■ 原文
▼
説明

内燃機関の制御方法

【課題】同期噴射と非同期噴射とを適宜切り替えて実行し、空燃比制御に基づく燃料噴射量の補正量の学習を加速増量補正や減速減量補正による影響を排除しつつ行う内燃機関の制御方法を実行するに当たって、空燃比の学習機会を確保し、また、燃費の向上や、吸気圧が急速に変化した際の応答性の向上を図る。
【解決手段】クランクシャフトの回転に同期して定期的に燃料を噴射する同期噴射と、不定期に燃料を噴射する非同期噴射とを適宜切り替えて実行する内燃機関の制御を行うに際し、同期噴射中に燃料噴射量の加速増量補正または減速減量補正を加えた場合には、非同期噴射への移行を禁止するとともにその補正量を徐変させ、当該補正量が0でない所定の閾値を下回ったとき、空燃比制御に基づく燃料噴射量の補正量の学習と非同期噴射とを許容し、非同期噴射の要求を常に優先させる。

【発明の詳細な説明】
【技術分野】
【0001】
本発明は、同期噴射と非同期噴射とを適宜切り替えて実行する内燃機関の制御方法に関する。
【背景技術】
【0002】
車両に搭載した内燃機関において、当該車両の通常走行中は、クランクシャフトの回転に同期して定期的に燃料を噴射する同期噴射を行う。同期噴射中に車両が加速又は減速する際には、燃料噴射量の加速増量補正又は減速減量補正を加える。加速増量補正又は減速減量補正を加える際には、補正量を徐変させる。
【0003】
また、ユーザがアクセルを急に踏み込んだとき等、吸入空気量が急激に増大した場合には、不定期の燃料噴射を追加する非同期噴射を実行して、これにより燃料供給量を一時的に急増させるようにしている(例えば、特許文献1を参照)。
【0004】
しかし、同期噴射の加速増量補正中に非同期噴射を実行すると、噴射量の増量幅が大きくなりすぎるおそれがある。そこで、現状、同期噴射の加速増量補正中には、非同期噴射を禁止している。
▲
■ 演習課題
- 1) 原文について、次の問いに答えてください。
(a) 同期噴射は、何の回転に同期して定期的に燃料を噴射するか。
(b) 同期噴射中に加速増量補正または減速減量補正を加える際、補正量はどう扱われるか。
(c) 同期噴射の加速増量補正中に、現状で禁止されている噴射は何か。
- 2) エントリのうち、文字列「fill」を含む行をすべて抽出してください。大文字と小文字は区別します。

■ 提供エントリ
▼
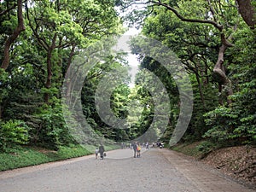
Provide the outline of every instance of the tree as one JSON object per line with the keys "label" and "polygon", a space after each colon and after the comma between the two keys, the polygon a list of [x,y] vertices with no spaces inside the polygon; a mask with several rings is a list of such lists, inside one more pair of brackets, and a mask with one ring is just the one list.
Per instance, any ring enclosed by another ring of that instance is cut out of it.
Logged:
{"label": "tree", "polygon": [[[3,2],[3,3],[5,3]],[[20,34],[21,32],[25,31],[25,24],[23,20],[23,9],[22,9],[22,0],[17,0],[17,5],[11,5],[9,7],[9,3],[7,3],[7,9],[5,10],[1,10],[0,16],[3,15],[4,14],[9,13],[13,9],[15,9],[15,6],[17,6],[17,20],[18,25],[16,28],[14,30],[13,33],[9,35],[9,37],[6,39],[4,44],[4,51],[3,51],[3,60],[2,61],[1,68],[3,68],[4,70],[7,69],[9,64],[9,51],[10,47],[12,44],[15,41],[15,39],[18,38],[18,36]]]}

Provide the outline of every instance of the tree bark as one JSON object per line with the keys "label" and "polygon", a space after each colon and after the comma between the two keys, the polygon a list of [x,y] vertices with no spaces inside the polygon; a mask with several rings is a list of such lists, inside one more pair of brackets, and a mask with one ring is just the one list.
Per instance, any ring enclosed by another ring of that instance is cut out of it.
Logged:
{"label": "tree bark", "polygon": [[[47,90],[49,90],[51,86],[51,79],[52,79],[51,57],[52,57],[52,52],[55,48],[56,38],[57,38],[57,35],[55,34],[51,46],[49,48],[47,52],[47,79],[45,82],[45,88]],[[44,102],[49,103],[49,92],[44,93]]]}
{"label": "tree bark", "polygon": [[256,25],[256,11],[251,0],[236,0],[238,3],[238,11],[243,20],[252,29],[255,29]]}
{"label": "tree bark", "polygon": [[[228,40],[222,37],[222,45],[218,49],[218,60],[213,68],[213,78],[218,83],[218,91],[222,91],[222,85],[227,89],[228,96],[233,95],[231,81],[227,78],[224,67],[224,56],[228,47],[232,46]],[[227,100],[228,104],[231,103],[230,99]],[[223,101],[219,101],[219,104],[223,105]]]}
{"label": "tree bark", "polygon": [[3,60],[1,65],[1,68],[4,70],[7,69],[9,64],[9,49],[12,44],[15,41],[18,36],[21,32],[25,31],[25,25],[23,20],[23,14],[22,14],[22,0],[17,0],[18,10],[17,10],[17,17],[18,17],[18,26],[15,29],[14,33],[7,38],[4,44],[3,49]]}

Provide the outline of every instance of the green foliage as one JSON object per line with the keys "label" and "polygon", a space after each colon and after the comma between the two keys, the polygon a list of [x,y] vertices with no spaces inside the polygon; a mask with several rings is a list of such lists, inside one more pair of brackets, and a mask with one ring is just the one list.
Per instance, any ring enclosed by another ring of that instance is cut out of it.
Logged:
{"label": "green foliage", "polygon": [[28,143],[28,126],[21,120],[0,121],[0,151]]}
{"label": "green foliage", "polygon": [[5,153],[0,154],[0,171],[35,166],[90,154],[92,153],[79,145],[61,147],[58,151],[40,148],[8,148]]}
{"label": "green foliage", "polygon": [[63,119],[60,100],[52,99],[51,105],[43,106],[35,115],[39,120],[40,129],[33,131],[37,132],[38,135],[34,136],[38,137],[37,143],[40,145],[56,149],[73,142]]}
{"label": "green foliage", "polygon": [[216,143],[209,142],[209,141],[203,141],[196,146],[197,150],[201,152],[203,154],[209,154],[210,152],[214,150],[216,148],[217,148]]}

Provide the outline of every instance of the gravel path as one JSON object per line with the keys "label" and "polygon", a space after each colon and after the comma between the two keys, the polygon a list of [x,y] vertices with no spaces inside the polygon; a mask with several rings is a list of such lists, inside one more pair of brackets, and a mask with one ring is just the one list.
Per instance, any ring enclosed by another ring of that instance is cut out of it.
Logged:
{"label": "gravel path", "polygon": [[[150,148],[140,158],[131,149],[0,172],[1,192],[253,192],[173,151]],[[123,158],[125,157],[125,158]]]}

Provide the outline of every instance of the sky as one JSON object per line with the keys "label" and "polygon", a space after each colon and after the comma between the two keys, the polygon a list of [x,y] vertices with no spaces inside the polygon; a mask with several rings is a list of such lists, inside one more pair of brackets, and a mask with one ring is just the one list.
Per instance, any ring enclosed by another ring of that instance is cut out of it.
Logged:
{"label": "sky", "polygon": [[129,30],[119,39],[119,43],[116,46],[117,49],[122,49],[128,53],[127,61],[131,67],[130,75],[131,77],[131,82],[129,84],[130,87],[134,86],[135,76],[138,71],[139,61],[137,59],[137,56],[131,53],[131,51],[127,42],[131,37],[137,35],[139,32],[140,31],[136,28],[129,28]]}

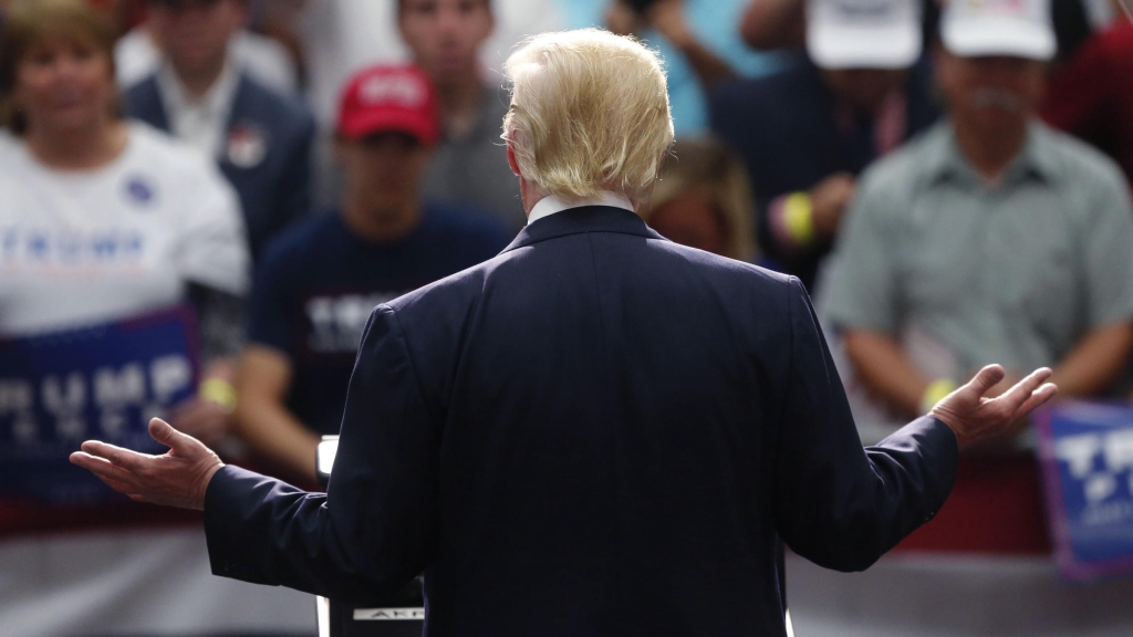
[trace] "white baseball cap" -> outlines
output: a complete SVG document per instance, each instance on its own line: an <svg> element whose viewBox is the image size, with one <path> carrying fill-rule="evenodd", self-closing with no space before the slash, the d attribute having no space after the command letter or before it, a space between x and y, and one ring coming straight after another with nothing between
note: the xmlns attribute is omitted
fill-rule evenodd
<svg viewBox="0 0 1133 637"><path fill-rule="evenodd" d="M807 52L821 68L908 68L922 40L920 0L807 0Z"/></svg>
<svg viewBox="0 0 1133 637"><path fill-rule="evenodd" d="M1049 60L1057 44L1050 0L949 0L940 39L955 56L1011 56Z"/></svg>

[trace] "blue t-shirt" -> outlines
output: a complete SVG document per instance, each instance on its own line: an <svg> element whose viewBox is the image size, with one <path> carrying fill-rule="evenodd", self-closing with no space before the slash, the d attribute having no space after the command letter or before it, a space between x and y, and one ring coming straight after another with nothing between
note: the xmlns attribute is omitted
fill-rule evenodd
<svg viewBox="0 0 1133 637"><path fill-rule="evenodd" d="M478 213L436 204L407 237L378 244L341 214L272 240L256 271L248 340L291 360L288 408L321 434L339 433L347 384L370 311L500 254L509 236Z"/></svg>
▲
■ 解答結果
- 1)
(a) クランクシャフトの回転
(b) 徐変させる
(c) 非同期噴射

- 2)
output: a complete SVG document per instance, each instance on its own line: an <svg> element whose viewBox is the image size, with one <path> carrying fill-rule="evenodd", self-closing with no space before the slash, the d attribute having no space after the command letter or before it, a space between x and y, and one ring coming straight after another with nothing between
fill-rule evenodd
<svg viewBox="0 0 1133 637"><path fill-rule="evenodd" d="M807 52L821 68L908 68L922 40L920 0L807 0Z"/></svg>
<svg viewBox="0 0 1133 637"><path fill-rule="evenodd" d="M1049 60L1057 44L1050 0L949 0L940 39L955 56L1011 56Z"/></svg>
output: a complete SVG document per instance, each instance on its own line: an <svg> element whose viewBox is the image size, with one <path> carrying fill-rule="evenodd", self-closing with no space before the slash, the d attribute having no space after the command letter or before it, a space between x and y, and one ring coming straight after another with nothing between
fill-rule evenodd
<svg viewBox="0 0 1133 637"><path fill-rule="evenodd" d="M478 213L436 204L407 237L378 244L341 214L272 240L256 271L248 340L291 360L288 408L321 434L339 433L347 384L370 311L500 254L509 236Z"/></svg>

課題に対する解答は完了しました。